What to do
Pictures stay out of the copy. Everything else in the records must be repeated exactly.

Task data
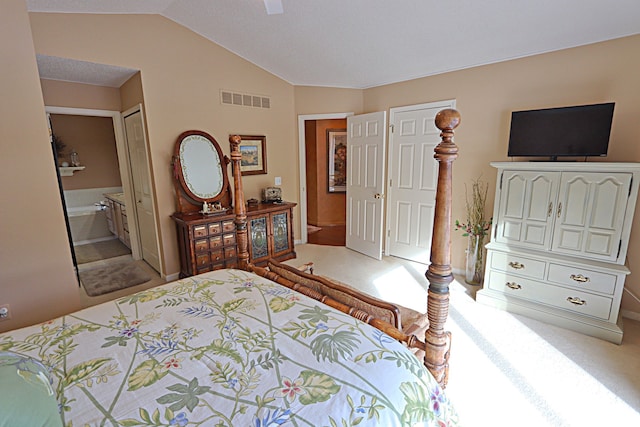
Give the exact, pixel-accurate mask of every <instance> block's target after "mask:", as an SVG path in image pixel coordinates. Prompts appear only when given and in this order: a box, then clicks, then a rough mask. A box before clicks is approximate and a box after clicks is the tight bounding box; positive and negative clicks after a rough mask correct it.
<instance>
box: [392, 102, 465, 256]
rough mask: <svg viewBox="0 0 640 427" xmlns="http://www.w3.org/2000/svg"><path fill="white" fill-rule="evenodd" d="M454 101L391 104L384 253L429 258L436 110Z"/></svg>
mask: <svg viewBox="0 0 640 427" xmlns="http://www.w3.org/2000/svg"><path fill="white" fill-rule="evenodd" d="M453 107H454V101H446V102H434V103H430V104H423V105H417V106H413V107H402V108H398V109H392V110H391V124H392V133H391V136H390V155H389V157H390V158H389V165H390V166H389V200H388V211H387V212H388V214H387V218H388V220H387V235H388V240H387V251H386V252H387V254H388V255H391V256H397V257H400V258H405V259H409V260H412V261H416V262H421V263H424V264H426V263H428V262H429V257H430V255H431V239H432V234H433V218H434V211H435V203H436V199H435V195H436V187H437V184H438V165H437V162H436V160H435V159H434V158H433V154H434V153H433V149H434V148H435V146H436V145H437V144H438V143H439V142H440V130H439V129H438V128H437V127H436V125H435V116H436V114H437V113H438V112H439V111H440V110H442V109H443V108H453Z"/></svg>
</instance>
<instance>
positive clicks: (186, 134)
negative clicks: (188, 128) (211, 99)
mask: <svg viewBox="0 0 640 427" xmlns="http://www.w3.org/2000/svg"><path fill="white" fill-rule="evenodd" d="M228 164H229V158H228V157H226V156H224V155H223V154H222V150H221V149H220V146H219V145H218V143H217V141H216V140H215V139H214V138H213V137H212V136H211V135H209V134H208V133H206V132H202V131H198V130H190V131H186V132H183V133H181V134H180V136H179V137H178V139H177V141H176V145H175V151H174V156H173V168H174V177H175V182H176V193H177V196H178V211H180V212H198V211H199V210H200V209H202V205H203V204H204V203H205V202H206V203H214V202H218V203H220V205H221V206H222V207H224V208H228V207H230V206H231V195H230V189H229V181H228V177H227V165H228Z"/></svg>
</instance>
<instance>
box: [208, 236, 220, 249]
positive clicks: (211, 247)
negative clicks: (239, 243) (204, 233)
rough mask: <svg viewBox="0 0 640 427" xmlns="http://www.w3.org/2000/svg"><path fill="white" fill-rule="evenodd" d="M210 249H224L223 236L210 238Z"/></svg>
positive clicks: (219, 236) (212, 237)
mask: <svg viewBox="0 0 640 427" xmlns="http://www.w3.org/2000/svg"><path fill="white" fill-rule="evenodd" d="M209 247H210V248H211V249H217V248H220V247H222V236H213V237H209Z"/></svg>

Result
Give the exact, pixel-accurate mask of every <instance> block's target after "mask:", as an SVG path in image pixel coordinates. Prompts appear only when given and in this order: a box, then clicks, then a rough mask. A box before clicks is approximate and a box after clicks is the tight bounding box; positive and negative clicks after a rough mask correct it.
<instance>
box: [392, 102, 465, 256]
rough mask: <svg viewBox="0 0 640 427" xmlns="http://www.w3.org/2000/svg"><path fill="white" fill-rule="evenodd" d="M454 101L391 104L384 253L429 258L436 110Z"/></svg>
mask: <svg viewBox="0 0 640 427" xmlns="http://www.w3.org/2000/svg"><path fill="white" fill-rule="evenodd" d="M453 107H454V101H446V102H434V103H430V104H423V105H417V106H413V107H402V108H398V109H392V110H391V124H392V133H391V136H390V155H389V157H390V158H389V165H390V166H389V200H388V211H387V212H388V214H387V218H388V220H387V235H388V240H387V251H386V252H387V254H388V255H391V256H397V257H400V258H405V259H409V260H412V261H416V262H421V263H424V264H426V263H428V262H429V257H430V255H431V239H432V234H433V218H434V211H435V203H436V199H435V195H436V187H437V184H438V165H437V162H436V160H435V159H434V158H433V154H434V153H433V149H434V148H435V146H436V145H437V144H438V143H439V142H440V130H439V129H438V128H437V127H436V125H435V116H436V114H437V113H438V112H439V111H440V110H442V109H443V108H453Z"/></svg>
</instance>
<instance>
positive clicks: (186, 134)
negative clicks: (188, 128) (211, 99)
mask: <svg viewBox="0 0 640 427" xmlns="http://www.w3.org/2000/svg"><path fill="white" fill-rule="evenodd" d="M228 164H229V158H228V157H226V156H224V155H223V154H222V150H221V149H220V146H219V145H218V143H217V141H216V140H215V139H214V138H213V137H212V136H211V135H209V134H208V133H206V132H202V131H198V130H190V131H186V132H183V133H181V134H180V136H179V137H178V139H177V141H176V145H175V151H174V156H173V168H174V177H175V182H176V193H177V196H178V211H180V212H198V211H199V210H200V209H202V205H203V204H204V203H205V202H206V203H214V202H218V203H220V205H221V206H222V207H224V208H228V207H230V206H231V195H230V189H229V181H228V177H227V165H228Z"/></svg>
</instance>
<instance>
box: [208, 236, 220, 249]
positive clicks: (211, 247)
negative clicks: (239, 243) (204, 233)
rough mask: <svg viewBox="0 0 640 427" xmlns="http://www.w3.org/2000/svg"><path fill="white" fill-rule="evenodd" d="M210 249H224L223 236L210 238Z"/></svg>
positive clicks: (219, 236) (212, 237)
mask: <svg viewBox="0 0 640 427" xmlns="http://www.w3.org/2000/svg"><path fill="white" fill-rule="evenodd" d="M209 247H210V248H211V249H217V248H220V247H222V236H213V237H209Z"/></svg>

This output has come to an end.